| DATASET RECORDS |
• • • •

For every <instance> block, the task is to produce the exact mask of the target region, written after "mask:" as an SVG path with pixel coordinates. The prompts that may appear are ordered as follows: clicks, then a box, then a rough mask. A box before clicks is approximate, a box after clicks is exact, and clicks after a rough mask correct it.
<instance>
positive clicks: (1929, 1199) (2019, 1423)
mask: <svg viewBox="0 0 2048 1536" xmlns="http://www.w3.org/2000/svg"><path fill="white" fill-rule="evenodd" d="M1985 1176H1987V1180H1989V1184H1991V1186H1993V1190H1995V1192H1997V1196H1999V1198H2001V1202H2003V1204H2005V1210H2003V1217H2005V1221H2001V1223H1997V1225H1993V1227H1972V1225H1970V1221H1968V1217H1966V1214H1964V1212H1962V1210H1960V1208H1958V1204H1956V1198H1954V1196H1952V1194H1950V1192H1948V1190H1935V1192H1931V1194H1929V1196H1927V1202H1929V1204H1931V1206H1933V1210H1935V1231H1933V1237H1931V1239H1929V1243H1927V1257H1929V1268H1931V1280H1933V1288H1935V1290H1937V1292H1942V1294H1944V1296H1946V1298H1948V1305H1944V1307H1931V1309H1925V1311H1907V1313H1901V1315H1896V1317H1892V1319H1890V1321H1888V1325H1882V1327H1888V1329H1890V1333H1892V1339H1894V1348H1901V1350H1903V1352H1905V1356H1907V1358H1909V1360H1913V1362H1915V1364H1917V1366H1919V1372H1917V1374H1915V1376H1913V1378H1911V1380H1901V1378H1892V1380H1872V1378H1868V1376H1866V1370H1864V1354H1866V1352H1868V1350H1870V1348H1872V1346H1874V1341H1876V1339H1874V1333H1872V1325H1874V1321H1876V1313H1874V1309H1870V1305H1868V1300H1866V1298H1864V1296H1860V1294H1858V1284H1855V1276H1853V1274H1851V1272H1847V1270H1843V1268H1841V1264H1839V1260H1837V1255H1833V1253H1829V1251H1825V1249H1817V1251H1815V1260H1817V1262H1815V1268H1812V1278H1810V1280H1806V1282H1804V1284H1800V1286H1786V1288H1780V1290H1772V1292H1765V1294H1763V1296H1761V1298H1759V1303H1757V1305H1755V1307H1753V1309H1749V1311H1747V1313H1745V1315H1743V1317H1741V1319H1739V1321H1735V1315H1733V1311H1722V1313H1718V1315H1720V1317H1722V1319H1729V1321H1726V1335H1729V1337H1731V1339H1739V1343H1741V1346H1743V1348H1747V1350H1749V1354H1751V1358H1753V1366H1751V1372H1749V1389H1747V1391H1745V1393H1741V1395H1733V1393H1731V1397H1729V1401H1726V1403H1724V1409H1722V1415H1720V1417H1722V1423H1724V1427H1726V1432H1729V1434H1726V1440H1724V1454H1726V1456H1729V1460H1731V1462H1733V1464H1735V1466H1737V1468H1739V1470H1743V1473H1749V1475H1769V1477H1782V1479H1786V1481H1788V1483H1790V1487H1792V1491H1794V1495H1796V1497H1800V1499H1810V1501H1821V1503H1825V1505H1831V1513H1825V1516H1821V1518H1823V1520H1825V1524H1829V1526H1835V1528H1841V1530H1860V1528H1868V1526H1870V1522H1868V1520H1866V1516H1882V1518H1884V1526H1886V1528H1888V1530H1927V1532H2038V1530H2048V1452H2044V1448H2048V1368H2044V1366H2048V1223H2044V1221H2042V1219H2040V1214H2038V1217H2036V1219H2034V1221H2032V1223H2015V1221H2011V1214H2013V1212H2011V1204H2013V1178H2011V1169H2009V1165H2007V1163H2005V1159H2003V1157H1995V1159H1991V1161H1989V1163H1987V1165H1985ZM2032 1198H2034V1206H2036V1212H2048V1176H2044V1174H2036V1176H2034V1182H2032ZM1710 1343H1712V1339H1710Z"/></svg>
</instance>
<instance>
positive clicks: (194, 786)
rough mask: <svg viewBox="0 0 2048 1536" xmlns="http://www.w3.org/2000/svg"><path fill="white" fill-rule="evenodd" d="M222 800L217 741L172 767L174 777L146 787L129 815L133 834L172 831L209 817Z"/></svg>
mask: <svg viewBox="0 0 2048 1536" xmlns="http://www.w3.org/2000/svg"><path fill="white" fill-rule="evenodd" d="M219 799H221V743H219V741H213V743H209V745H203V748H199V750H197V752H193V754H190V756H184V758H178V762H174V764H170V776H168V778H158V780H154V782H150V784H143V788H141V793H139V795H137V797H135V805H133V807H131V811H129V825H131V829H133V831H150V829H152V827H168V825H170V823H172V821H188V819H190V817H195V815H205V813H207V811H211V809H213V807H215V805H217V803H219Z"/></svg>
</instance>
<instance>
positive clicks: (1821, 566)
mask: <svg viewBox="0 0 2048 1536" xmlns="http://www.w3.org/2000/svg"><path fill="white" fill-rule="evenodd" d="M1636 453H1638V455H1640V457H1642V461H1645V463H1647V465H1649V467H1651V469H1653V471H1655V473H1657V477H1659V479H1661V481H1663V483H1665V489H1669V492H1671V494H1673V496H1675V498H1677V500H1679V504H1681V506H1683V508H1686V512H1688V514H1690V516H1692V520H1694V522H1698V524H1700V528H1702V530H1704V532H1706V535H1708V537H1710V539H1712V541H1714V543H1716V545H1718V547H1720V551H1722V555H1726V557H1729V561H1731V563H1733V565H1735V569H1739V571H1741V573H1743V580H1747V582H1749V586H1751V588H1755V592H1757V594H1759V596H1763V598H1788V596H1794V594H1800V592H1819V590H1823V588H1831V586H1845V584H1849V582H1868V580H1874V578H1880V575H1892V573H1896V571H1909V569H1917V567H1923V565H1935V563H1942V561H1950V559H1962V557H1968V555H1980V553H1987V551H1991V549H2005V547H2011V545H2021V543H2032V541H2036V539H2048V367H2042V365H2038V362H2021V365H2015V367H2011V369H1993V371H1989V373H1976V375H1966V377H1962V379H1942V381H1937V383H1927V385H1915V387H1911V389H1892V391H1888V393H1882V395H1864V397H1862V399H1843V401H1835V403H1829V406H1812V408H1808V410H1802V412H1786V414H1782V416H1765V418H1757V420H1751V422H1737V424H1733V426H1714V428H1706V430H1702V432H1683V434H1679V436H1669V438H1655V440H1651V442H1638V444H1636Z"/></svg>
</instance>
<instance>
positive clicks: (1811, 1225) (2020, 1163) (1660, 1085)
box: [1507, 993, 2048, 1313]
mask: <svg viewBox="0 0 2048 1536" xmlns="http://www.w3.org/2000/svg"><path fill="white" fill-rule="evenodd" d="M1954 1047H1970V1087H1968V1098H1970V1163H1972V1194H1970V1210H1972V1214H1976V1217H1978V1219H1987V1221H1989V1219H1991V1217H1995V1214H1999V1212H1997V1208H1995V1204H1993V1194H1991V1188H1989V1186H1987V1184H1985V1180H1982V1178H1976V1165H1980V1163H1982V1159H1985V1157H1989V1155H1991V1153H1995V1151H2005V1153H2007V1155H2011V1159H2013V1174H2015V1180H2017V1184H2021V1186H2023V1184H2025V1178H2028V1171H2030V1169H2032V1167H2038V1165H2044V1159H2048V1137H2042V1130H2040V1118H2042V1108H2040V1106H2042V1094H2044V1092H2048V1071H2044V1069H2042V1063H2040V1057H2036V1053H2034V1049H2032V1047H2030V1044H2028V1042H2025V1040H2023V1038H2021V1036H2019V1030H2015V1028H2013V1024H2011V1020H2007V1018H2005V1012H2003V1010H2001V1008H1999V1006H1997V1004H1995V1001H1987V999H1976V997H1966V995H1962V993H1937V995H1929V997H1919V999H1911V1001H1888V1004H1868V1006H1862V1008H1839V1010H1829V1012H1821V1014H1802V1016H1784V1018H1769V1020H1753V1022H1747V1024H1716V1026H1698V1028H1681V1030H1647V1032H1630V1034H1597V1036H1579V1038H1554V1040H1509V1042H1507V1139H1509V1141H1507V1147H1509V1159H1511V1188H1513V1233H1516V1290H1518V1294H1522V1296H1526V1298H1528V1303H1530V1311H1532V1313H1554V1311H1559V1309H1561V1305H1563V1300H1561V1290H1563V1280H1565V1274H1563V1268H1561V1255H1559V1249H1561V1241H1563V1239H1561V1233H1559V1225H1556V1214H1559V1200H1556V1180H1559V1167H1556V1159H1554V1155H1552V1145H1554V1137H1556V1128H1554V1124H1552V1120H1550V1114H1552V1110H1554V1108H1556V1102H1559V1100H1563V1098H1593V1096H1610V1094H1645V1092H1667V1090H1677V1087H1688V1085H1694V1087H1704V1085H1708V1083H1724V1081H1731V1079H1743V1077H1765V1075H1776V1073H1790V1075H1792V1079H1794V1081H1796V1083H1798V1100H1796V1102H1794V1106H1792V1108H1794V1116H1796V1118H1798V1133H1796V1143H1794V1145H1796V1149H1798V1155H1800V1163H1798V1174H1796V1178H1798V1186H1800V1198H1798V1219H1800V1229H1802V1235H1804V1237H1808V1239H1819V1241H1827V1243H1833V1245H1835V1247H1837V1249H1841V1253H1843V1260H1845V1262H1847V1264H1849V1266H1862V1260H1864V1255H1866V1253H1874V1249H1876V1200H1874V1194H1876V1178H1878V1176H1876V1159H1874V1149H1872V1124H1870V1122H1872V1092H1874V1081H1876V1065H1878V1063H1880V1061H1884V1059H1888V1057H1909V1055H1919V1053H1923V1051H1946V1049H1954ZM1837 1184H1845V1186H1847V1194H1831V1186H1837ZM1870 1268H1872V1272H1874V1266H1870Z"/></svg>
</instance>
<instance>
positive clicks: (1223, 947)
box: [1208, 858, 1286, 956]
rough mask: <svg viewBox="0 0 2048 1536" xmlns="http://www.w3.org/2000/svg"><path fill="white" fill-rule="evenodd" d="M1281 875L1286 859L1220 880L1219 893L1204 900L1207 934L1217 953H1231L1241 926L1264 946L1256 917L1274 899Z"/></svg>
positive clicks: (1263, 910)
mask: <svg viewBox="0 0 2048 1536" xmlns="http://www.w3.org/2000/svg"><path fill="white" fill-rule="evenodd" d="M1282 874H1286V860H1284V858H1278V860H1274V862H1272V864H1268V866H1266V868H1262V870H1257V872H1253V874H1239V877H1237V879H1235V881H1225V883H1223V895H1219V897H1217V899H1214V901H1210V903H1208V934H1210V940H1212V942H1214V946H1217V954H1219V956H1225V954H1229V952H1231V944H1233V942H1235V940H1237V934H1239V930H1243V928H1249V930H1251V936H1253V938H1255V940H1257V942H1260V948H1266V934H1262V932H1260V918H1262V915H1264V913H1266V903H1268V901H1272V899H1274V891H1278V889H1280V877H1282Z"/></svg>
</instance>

• • • •

| WRITTEN TASK |
Update the material from its start through the line containing "positive clicks: (1929, 1199) (2019, 1423)" by changing "pixel coordinates" to "image coordinates" and keeping everything else identical. Return only those lines.

| REPLY |
For every <instance> block, the task is to produce the exact mask of the target region, written after "mask:" as an SVG path with image coordinates. The prompts that may appear are ordered as follows: clicks, then a box, then a rough mask. A box before clicks is approximate, a box after clicks is exact, and clicks after a rough mask correct it.
<instance>
positive clicks: (1929, 1199) (2019, 1423)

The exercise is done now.